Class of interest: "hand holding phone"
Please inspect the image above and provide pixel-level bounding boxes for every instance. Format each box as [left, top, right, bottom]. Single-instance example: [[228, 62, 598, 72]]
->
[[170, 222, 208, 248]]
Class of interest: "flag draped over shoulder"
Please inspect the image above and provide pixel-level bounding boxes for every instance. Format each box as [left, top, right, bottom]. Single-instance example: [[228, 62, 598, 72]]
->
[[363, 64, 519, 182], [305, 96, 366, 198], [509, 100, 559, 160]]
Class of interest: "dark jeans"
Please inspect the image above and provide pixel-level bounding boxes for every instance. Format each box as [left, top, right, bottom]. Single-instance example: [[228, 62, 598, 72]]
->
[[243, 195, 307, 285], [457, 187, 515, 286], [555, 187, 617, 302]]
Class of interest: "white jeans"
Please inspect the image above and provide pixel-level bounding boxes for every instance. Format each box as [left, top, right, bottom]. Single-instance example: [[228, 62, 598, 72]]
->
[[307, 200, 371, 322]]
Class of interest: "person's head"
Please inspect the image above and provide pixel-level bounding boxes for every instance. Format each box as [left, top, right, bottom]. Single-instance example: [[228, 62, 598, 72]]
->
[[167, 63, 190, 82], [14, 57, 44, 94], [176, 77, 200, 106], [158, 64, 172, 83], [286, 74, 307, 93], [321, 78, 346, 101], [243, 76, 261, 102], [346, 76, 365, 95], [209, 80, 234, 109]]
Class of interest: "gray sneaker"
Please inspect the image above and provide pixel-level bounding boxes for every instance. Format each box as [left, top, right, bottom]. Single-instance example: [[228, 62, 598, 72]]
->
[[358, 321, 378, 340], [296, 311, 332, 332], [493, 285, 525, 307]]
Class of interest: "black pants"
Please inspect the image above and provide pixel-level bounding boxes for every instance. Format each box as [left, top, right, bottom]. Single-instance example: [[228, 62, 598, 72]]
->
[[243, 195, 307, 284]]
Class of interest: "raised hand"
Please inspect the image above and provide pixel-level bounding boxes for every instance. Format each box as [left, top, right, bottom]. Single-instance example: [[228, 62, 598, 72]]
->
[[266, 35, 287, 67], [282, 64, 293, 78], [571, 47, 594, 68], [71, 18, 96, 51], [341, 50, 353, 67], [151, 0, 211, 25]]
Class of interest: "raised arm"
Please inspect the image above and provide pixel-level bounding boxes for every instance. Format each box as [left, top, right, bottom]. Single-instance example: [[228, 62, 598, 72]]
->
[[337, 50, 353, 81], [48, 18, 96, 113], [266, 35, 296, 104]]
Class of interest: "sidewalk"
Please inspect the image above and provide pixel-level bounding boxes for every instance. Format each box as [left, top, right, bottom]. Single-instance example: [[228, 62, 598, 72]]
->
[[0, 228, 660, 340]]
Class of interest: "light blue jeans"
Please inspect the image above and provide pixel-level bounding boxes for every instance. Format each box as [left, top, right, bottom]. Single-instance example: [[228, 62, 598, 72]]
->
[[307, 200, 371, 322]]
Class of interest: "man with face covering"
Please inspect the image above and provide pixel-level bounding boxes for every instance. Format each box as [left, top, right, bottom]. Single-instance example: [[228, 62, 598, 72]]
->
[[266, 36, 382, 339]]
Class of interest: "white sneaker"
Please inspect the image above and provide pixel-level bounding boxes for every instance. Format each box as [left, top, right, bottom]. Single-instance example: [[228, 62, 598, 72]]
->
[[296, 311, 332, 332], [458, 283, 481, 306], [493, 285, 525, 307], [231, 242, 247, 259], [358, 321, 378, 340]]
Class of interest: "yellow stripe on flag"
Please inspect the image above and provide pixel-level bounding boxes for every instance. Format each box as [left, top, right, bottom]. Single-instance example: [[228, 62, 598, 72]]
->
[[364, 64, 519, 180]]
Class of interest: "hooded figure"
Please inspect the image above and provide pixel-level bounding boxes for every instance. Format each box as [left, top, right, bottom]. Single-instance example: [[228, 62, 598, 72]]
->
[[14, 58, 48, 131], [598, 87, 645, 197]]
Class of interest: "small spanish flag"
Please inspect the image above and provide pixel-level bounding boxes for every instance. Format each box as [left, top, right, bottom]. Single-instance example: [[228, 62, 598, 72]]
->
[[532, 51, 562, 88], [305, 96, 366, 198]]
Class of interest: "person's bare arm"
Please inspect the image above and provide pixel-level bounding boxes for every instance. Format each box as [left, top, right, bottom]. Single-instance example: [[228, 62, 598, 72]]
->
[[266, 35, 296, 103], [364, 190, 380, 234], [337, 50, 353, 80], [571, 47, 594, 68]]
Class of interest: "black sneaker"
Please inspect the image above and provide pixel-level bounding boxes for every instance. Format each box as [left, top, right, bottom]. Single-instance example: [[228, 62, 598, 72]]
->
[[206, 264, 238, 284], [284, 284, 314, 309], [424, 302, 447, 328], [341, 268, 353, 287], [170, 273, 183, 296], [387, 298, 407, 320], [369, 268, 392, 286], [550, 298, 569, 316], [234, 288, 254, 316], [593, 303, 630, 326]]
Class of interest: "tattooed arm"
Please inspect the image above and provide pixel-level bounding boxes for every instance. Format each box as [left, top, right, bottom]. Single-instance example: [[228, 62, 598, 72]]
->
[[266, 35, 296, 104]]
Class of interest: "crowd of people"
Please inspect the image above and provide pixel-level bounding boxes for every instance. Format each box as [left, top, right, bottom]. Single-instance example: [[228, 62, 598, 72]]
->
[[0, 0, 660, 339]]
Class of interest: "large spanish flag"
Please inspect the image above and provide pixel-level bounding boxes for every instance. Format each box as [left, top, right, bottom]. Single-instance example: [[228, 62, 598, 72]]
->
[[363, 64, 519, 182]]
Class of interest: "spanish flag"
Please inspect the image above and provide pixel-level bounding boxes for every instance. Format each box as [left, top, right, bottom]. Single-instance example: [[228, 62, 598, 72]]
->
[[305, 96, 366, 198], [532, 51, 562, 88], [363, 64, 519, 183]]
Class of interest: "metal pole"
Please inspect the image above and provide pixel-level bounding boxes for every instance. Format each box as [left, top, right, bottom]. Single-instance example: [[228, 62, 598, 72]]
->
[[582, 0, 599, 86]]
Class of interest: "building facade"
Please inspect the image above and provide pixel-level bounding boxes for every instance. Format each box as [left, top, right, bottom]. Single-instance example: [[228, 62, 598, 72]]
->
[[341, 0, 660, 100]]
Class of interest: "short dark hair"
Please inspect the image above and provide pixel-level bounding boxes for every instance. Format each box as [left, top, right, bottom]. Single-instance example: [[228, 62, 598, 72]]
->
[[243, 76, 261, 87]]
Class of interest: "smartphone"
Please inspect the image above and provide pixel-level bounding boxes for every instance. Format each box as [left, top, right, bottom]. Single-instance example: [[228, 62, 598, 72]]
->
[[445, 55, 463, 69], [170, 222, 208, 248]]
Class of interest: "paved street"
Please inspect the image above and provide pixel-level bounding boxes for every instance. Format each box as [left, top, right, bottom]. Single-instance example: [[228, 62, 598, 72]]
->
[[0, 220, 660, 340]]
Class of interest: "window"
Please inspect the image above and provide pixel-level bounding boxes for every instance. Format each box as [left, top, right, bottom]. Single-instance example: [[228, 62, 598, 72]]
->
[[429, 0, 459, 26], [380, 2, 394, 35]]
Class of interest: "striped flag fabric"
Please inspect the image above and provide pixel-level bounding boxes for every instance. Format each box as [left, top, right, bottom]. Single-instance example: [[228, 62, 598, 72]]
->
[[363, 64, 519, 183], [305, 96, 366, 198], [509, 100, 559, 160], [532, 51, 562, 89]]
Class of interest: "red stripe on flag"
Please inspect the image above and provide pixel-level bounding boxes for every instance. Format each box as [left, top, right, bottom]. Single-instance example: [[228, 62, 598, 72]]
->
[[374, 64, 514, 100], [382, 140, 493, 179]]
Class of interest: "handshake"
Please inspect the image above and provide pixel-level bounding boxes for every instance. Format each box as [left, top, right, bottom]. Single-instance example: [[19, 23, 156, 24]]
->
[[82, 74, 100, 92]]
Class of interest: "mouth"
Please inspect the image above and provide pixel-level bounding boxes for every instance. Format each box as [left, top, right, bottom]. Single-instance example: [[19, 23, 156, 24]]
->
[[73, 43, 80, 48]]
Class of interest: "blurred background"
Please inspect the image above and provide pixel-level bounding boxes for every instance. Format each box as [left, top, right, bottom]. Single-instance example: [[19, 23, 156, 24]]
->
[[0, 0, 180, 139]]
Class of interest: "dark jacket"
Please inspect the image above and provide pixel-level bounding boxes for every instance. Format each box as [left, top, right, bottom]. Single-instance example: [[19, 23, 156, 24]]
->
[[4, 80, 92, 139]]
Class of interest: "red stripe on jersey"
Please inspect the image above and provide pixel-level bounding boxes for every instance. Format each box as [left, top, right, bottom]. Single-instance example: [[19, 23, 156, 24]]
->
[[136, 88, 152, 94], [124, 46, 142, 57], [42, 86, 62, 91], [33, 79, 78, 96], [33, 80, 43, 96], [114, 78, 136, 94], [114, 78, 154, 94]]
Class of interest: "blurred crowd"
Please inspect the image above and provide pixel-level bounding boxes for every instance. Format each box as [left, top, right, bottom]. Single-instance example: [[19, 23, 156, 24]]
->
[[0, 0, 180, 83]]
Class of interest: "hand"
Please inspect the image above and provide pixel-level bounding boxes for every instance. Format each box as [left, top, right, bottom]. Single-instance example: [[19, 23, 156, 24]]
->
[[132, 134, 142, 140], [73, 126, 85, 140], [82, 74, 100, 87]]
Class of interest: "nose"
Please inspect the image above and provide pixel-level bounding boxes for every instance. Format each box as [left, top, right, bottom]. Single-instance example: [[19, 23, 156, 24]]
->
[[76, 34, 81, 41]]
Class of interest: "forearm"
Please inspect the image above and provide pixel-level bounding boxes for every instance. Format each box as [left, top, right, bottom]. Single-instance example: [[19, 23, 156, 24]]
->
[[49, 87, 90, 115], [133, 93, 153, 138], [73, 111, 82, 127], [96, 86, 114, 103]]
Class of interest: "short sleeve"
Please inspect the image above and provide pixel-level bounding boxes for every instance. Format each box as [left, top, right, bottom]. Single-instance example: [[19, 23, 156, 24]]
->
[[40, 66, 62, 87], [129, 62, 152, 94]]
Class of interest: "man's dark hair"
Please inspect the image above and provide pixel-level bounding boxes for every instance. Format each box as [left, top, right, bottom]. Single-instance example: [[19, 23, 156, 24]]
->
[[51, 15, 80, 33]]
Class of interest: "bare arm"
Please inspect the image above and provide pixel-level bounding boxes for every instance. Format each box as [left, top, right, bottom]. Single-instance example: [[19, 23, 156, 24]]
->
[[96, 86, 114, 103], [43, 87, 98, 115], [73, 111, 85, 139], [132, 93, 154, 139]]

====================

▸ Work required
How many lines in the records above contain the string "person"? Reply with the number only.

▸ Reply to the task
2